» **Point placement records**:
::::
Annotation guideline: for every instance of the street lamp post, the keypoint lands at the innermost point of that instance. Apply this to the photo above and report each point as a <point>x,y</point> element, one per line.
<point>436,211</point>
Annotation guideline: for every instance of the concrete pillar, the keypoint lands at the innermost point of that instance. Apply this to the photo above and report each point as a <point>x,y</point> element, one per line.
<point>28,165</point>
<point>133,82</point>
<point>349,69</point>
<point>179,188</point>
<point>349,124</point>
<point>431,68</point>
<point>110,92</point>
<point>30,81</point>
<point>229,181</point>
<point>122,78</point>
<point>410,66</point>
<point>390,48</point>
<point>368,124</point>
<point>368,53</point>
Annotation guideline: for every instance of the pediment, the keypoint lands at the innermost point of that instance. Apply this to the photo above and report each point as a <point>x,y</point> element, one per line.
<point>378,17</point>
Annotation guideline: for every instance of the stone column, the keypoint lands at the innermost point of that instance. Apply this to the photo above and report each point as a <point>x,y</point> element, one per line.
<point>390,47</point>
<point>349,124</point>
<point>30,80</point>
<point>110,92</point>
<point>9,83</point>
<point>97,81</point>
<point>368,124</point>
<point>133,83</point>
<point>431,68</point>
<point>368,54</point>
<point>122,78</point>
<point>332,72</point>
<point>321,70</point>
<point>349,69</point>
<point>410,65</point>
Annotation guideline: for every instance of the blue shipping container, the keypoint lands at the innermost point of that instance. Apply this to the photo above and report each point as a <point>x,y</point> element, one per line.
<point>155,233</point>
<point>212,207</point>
::::
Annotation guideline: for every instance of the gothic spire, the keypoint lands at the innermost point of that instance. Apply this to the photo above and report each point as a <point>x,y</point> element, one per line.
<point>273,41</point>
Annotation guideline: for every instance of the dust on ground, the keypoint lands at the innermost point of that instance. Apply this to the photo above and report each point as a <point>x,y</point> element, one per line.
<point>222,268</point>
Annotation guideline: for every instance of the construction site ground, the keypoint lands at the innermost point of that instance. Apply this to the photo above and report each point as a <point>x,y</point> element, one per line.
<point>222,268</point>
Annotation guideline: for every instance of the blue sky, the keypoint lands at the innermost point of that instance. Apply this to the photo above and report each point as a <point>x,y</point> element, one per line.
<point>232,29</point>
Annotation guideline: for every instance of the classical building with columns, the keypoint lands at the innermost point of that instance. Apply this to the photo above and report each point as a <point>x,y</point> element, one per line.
::::
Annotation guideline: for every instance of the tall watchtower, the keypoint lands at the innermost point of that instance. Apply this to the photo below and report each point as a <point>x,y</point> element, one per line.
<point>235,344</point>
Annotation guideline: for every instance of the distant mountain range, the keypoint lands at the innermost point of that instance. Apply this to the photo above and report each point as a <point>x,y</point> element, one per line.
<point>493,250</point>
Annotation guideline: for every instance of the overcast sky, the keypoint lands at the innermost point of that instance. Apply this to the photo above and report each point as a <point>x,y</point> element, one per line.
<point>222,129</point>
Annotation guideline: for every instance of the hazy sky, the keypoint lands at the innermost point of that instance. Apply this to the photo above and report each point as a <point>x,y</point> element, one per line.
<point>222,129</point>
::::
» **Exercise requirements**: Count how many lines of the data above contain the string "with". Case matters, and the reply should be only the number.

» **The response**: 1